GIVEN DATA:
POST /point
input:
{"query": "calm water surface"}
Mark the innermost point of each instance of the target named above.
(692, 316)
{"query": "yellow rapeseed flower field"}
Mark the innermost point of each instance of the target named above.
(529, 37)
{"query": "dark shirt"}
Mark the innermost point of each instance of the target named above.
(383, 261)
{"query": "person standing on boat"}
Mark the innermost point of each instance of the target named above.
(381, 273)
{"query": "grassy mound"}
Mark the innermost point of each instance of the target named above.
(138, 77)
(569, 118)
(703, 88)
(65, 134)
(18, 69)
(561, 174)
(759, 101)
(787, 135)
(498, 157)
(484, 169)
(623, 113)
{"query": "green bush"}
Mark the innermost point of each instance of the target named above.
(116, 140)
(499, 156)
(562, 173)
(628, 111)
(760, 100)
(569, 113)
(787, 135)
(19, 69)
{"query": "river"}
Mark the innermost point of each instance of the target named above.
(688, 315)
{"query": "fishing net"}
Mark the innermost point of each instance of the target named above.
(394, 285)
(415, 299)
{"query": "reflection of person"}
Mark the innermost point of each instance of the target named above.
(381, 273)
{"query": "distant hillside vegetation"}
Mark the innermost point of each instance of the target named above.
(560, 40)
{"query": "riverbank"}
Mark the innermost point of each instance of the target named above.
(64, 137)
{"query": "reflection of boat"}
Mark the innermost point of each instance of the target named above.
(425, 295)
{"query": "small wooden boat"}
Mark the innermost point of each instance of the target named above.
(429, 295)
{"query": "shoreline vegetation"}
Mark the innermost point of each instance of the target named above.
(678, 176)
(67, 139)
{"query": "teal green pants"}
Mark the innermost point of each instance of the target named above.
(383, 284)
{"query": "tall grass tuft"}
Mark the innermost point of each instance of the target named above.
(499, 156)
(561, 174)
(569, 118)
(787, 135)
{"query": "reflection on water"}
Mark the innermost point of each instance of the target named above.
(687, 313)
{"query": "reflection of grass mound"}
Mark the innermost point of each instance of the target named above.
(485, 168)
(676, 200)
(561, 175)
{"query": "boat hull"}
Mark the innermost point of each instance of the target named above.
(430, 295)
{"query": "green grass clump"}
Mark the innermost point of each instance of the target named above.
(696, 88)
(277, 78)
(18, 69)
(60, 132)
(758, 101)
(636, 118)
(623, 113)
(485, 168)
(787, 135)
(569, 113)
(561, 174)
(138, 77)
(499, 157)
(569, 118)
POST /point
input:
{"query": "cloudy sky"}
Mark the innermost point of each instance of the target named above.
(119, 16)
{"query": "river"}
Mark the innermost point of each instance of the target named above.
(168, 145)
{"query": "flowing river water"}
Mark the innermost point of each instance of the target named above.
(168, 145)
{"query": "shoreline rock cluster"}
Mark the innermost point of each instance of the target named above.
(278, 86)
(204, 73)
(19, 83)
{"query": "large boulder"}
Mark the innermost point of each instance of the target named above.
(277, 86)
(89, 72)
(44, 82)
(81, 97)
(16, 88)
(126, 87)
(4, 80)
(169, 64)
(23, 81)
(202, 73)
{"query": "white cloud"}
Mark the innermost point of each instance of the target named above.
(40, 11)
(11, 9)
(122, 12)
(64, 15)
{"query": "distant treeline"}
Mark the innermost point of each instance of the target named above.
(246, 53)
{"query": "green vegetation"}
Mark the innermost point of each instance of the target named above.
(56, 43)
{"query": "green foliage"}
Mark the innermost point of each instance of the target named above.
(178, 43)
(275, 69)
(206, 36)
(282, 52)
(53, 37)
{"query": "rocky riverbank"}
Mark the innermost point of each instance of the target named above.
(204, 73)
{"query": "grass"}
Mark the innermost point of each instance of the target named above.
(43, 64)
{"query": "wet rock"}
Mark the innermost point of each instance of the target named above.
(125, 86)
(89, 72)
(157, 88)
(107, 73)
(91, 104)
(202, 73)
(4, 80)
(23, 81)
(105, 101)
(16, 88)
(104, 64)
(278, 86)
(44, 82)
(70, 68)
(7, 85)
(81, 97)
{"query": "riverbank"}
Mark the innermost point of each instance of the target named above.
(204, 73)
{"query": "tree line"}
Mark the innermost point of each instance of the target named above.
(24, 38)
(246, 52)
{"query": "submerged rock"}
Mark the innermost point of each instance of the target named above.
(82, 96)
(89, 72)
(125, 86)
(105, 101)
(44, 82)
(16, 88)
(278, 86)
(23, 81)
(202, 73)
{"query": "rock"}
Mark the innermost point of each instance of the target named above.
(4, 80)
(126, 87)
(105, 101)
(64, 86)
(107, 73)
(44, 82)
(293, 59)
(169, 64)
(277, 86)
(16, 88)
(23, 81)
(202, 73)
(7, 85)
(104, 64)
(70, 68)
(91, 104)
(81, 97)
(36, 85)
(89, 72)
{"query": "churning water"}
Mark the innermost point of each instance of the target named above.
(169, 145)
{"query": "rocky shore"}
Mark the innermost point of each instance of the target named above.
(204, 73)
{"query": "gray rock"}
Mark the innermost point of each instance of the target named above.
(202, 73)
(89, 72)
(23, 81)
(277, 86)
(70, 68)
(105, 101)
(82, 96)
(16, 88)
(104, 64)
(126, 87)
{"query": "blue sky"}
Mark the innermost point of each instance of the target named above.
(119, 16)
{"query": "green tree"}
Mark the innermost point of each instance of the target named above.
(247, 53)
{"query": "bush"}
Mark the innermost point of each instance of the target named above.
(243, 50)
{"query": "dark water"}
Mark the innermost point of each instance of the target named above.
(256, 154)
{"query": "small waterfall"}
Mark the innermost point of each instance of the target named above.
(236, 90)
---
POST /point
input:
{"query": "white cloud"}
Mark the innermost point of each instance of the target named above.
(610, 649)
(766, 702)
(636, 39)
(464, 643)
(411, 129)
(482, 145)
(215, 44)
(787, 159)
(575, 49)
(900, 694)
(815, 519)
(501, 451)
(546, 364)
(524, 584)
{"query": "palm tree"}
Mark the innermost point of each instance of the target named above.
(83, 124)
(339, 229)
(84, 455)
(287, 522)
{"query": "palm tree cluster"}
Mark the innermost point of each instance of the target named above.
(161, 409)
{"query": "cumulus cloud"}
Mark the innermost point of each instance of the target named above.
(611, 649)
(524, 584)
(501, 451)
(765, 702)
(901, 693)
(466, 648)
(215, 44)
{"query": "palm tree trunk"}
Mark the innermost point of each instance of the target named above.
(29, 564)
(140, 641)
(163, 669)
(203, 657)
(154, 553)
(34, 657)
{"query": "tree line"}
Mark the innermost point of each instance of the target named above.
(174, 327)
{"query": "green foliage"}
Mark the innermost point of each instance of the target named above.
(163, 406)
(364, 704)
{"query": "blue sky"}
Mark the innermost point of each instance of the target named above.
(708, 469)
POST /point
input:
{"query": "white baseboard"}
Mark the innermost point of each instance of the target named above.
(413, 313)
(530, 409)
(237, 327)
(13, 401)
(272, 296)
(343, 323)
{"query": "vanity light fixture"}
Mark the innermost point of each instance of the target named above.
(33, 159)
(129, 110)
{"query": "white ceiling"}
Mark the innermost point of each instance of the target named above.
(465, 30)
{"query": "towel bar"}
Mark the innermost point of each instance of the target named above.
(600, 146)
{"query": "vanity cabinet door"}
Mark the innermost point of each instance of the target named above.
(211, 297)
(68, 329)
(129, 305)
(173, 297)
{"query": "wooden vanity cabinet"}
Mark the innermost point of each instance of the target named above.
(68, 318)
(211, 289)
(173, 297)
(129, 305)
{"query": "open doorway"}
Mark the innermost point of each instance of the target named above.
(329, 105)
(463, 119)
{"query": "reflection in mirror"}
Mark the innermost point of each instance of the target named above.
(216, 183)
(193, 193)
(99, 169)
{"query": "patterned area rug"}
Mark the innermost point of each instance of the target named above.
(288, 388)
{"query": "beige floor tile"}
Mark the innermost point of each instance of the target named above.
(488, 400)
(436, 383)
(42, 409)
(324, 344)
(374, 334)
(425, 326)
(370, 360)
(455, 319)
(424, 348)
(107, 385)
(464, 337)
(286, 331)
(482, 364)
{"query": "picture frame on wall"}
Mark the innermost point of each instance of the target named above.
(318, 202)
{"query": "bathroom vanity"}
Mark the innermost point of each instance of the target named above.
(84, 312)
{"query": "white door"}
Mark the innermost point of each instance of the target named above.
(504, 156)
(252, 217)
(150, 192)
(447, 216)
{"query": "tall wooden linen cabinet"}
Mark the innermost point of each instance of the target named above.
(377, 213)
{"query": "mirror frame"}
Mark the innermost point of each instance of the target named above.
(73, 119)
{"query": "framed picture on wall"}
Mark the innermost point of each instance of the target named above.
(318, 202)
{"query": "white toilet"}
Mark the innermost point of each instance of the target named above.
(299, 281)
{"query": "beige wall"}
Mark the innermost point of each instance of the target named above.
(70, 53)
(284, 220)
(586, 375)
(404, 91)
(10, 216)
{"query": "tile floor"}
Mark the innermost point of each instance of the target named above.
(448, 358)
* * *
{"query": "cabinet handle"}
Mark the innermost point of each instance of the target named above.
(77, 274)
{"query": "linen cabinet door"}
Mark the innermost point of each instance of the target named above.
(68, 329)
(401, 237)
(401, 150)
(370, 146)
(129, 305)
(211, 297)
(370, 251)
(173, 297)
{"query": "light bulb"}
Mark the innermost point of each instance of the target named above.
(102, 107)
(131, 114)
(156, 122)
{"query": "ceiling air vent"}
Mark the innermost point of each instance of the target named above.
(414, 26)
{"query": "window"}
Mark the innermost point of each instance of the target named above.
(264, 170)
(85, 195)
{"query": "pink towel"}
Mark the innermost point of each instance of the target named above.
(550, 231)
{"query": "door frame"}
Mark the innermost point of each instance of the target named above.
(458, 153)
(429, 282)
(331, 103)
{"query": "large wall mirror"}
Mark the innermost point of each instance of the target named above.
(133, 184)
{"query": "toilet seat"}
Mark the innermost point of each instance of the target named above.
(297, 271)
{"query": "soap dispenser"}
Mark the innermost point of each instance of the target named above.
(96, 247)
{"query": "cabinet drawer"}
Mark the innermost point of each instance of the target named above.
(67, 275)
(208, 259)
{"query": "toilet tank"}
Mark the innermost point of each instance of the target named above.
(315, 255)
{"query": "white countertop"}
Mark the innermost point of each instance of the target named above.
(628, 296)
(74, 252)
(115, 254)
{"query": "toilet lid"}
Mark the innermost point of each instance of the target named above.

TASK GOAL:
Your answer should be a single number, which is the count of lines in the data above that include the word "large".

EXERCISE OUTPUT:
2